Problem description |
Render every entry exactly as it appears.
'''
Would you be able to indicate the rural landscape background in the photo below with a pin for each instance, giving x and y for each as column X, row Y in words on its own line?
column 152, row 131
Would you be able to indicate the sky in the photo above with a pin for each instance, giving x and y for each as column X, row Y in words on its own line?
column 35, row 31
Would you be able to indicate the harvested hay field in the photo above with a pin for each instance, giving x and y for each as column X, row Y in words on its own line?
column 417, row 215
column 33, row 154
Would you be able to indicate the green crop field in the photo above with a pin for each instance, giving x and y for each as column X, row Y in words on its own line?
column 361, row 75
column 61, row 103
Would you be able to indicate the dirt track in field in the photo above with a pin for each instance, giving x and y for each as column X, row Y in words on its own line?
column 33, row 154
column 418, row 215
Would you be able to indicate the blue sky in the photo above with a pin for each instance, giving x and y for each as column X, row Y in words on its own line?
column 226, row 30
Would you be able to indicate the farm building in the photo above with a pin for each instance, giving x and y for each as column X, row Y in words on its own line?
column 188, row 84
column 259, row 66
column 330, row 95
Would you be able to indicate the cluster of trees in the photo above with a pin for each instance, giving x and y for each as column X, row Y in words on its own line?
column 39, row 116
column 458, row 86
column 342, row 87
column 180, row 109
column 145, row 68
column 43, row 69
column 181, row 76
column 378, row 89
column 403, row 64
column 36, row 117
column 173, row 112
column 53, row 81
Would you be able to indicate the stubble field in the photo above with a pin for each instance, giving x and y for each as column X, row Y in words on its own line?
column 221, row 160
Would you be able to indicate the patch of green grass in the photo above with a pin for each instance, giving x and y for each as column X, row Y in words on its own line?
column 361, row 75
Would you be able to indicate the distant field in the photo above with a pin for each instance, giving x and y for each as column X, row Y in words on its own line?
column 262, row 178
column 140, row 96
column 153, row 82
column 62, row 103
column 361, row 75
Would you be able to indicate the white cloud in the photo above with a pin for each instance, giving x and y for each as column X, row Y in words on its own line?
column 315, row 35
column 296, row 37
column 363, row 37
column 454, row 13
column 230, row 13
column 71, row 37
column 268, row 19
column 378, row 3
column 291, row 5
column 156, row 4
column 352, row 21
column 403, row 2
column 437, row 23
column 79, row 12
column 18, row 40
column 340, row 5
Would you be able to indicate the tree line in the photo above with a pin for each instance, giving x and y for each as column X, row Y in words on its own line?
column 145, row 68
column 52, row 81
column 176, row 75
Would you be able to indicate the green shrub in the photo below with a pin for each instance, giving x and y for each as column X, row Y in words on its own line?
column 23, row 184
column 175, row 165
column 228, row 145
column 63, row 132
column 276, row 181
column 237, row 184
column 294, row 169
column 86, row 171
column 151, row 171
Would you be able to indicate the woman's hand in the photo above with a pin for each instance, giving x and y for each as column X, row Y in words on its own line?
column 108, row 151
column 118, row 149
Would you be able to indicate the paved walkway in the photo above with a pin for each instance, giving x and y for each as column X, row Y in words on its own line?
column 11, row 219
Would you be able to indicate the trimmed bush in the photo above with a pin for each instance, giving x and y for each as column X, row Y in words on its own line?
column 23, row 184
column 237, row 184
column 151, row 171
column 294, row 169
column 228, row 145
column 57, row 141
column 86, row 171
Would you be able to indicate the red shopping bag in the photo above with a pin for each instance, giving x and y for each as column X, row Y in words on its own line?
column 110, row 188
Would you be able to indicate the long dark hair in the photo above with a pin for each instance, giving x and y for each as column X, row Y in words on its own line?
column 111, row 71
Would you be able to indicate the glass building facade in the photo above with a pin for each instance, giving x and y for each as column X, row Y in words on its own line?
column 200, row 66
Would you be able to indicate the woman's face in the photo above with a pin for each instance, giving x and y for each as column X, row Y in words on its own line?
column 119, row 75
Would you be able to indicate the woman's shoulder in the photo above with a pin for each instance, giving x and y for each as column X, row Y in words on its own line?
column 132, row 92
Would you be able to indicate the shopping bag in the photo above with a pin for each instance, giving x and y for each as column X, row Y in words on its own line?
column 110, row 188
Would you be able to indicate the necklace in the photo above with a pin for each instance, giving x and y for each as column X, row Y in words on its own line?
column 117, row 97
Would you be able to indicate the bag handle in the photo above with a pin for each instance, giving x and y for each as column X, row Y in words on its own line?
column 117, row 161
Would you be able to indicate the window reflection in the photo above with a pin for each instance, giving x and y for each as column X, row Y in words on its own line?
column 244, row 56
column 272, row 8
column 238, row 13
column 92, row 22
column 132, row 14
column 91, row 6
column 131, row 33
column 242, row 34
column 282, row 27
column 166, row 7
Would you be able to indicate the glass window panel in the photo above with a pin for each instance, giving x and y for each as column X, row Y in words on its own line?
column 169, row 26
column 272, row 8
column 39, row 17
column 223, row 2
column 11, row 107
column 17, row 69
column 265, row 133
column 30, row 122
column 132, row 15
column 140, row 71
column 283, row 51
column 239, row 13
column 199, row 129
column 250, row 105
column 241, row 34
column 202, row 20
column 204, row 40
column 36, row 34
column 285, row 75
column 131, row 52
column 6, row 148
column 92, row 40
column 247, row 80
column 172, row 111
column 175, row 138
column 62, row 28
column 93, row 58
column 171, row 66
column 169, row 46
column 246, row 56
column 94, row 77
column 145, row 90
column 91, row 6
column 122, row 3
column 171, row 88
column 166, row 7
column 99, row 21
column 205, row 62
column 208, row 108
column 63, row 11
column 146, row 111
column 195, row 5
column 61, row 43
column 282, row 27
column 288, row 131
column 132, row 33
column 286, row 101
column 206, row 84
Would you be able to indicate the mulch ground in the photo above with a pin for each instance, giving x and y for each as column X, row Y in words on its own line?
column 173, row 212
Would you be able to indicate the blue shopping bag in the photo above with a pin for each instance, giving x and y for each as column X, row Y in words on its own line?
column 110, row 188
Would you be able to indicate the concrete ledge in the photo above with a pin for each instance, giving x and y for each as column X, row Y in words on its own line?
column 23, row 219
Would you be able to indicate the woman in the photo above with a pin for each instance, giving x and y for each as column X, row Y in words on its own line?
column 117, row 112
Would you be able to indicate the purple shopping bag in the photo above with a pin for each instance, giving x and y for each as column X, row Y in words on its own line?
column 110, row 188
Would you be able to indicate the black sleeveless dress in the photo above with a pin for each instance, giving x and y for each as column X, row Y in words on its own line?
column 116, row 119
'''
Problem solution |
Would you be able to indicate the rural landscape background in the photo below with a pin for each instance, giving x and y for each as column X, row Y in words on its own line?
column 152, row 131
Would you be able to indicate the sky in the photo above with a pin for each instance, giving x and y for each as column X, row Y in words on its own line?
column 35, row 31
Would you be able to indicate the harvested hay field in the photo above with a pin for each instance, giving x and y for each as column X, row Y in words on its own line?
column 417, row 215
column 33, row 154
Would you be able to indicate the green crop field in the photo above with a pin for each instance, giving x and y for each as column X, row Y in words on its own line?
column 361, row 75
column 61, row 103
Would you be able to indicate the dirt track in field in the photo above with a pin for each instance, giving x and y for each as column X, row Y in words on its own line?
column 33, row 154
column 418, row 215
Would you be able to indicate the blue sky in the photo above with a pin for each instance, giving x and y for each as column X, row Y in words on its own line?
column 226, row 30
Would you be able to indicate the farm building in the photo above with a pin for each instance, giving x and y for each as column X, row Y in words on its own line?
column 188, row 84
column 259, row 66
column 330, row 95
Would you be able to indicate the cluster of trees in the photo above with a pin for each instance, giving x and y for each as column X, row Y in words on its own line?
column 39, row 116
column 458, row 86
column 342, row 87
column 180, row 109
column 145, row 68
column 43, row 69
column 181, row 76
column 378, row 89
column 403, row 64
column 36, row 117
column 173, row 112
column 53, row 81
Would you be able to indicate the stubble field in the photo above with a pin for each instance, giving x and y for each as column X, row Y in words on its own line?
column 221, row 160
Would you be able to indicate the patch of green grass in the photo above with a pin for each instance, giving x and y for each as column X, row Y in words on its own line?
column 361, row 75
Would you be able to indicate the distant field in the photo above with a pin for each instance, giving x and y for each as column X, row Y in words on its own line?
column 262, row 178
column 140, row 96
column 153, row 82
column 62, row 103
column 361, row 75
Would you be able to indicate the white cloud in the photo above with a pin for each instance, giving x and y for each as column X, row Y in words on its own line?
column 315, row 35
column 296, row 37
column 363, row 37
column 454, row 13
column 230, row 13
column 71, row 37
column 268, row 19
column 378, row 3
column 291, row 5
column 156, row 4
column 352, row 21
column 403, row 2
column 437, row 23
column 79, row 12
column 18, row 40
column 340, row 5
Would you be able to indicate the tree line in the photo above with a pin for each instance, giving x and y for each as column X, row Y in words on its own line?
column 145, row 68
column 52, row 81
column 176, row 75
Would you be able to indicate the green shrub in the photo below with a pin for each instance, giving x and y for each as column X, row Y in words on its own line?
column 23, row 184
column 175, row 165
column 228, row 145
column 63, row 132
column 276, row 181
column 237, row 184
column 294, row 169
column 86, row 171
column 151, row 171
Would you be able to indicate the woman's hand in the photo above with a pin for each instance, giving x and y for each as column X, row Y in words on its own line?
column 108, row 151
column 118, row 149
Would you be able to indicate the paved walkway in the photo above with a pin for each instance, giving x and y for each as column X, row Y in words on its own line?
column 11, row 219
Would you be able to indicate the trimmed bush in the photo above with a pin for each instance, giving x and y for each as column X, row Y in words on its own line?
column 23, row 184
column 237, row 184
column 151, row 171
column 294, row 169
column 228, row 145
column 57, row 141
column 86, row 171
Would you be able to indicate the red shopping bag in the photo above with a pin for each instance, giving x and y for each as column X, row Y in words on its own line?
column 110, row 188
Would you be able to indicate the long dark hair in the photo above with a pin for each instance, giving x and y for each as column X, row Y in words on its own line?
column 111, row 71
Would you be able to indicate the glass building facade in the photo above with a pin for each instance, giving x and y for each as column X, row Y in words on its own line?
column 200, row 66
Would you be able to indicate the woman's face in the photo above with a pin for each instance, giving x and y for each as column X, row Y in words on its own line?
column 119, row 75
Would you be able to indicate the woman's shoulder in the photo above with a pin for each instance, giving x and y for each as column X, row Y in words on its own line?
column 132, row 92
Would you be able to indicate the shopping bag in the photo above with a pin for each instance, giving x and y for each as column X, row Y in words on its own line?
column 110, row 188
Would you be able to indicate the necklace in the photo above with a pin for each instance, giving x and y for each as column X, row Y in words on its own line?
column 117, row 97
Would you be able to indicate the bag handle in the photo above with a pin for each instance, giving x and y for each as column X, row Y in words on its own line?
column 117, row 161
Would you be able to indicate the window reflection in the photo above with a pin for each instance, giving x and y for each as column X, row Y in words on its own line?
column 244, row 56
column 272, row 8
column 238, row 13
column 92, row 22
column 132, row 14
column 91, row 6
column 131, row 33
column 242, row 34
column 282, row 27
column 166, row 7
Would you be able to indicate the glass window panel in the photo above with a pin for each instance, giving x and y for each as column X, row Y in words on its own line?
column 169, row 26
column 272, row 8
column 39, row 17
column 223, row 2
column 11, row 107
column 17, row 69
column 265, row 133
column 30, row 122
column 132, row 15
column 140, row 71
column 283, row 51
column 239, row 13
column 199, row 129
column 250, row 105
column 241, row 34
column 202, row 20
column 204, row 40
column 36, row 34
column 285, row 75
column 131, row 52
column 6, row 148
column 92, row 40
column 247, row 80
column 172, row 111
column 175, row 138
column 62, row 28
column 93, row 58
column 171, row 66
column 169, row 46
column 246, row 56
column 94, row 77
column 145, row 90
column 91, row 6
column 122, row 3
column 171, row 88
column 166, row 7
column 99, row 21
column 205, row 62
column 208, row 108
column 63, row 11
column 146, row 111
column 195, row 5
column 61, row 43
column 282, row 27
column 288, row 131
column 132, row 33
column 286, row 101
column 206, row 84
Would you be able to indicate the mulch ground in the photo above with a pin for each instance, giving x and y for each as column X, row Y in words on its own line?
column 173, row 212
Would you be able to indicate the blue shopping bag in the photo above with a pin for each instance, giving x and y for each as column X, row Y in words on its own line?
column 110, row 188
Would you be able to indicate the concrete ledge in the photo above with a pin for each instance, giving x and y for each as column X, row Y in words on its own line?
column 23, row 219
Would you be able to indicate the woman in the photo above with a pin for each instance, giving x and y for each as column X, row Y in words on its own line?
column 117, row 112
Would you be able to indicate the purple shopping bag in the photo above with a pin for each instance, giving x and y for each as column X, row Y in words on its own line?
column 110, row 188
Would you be able to indicate the black sleeveless dress in the photo above with a pin for each instance, giving x and y for each as column X, row Y in words on its own line?
column 116, row 119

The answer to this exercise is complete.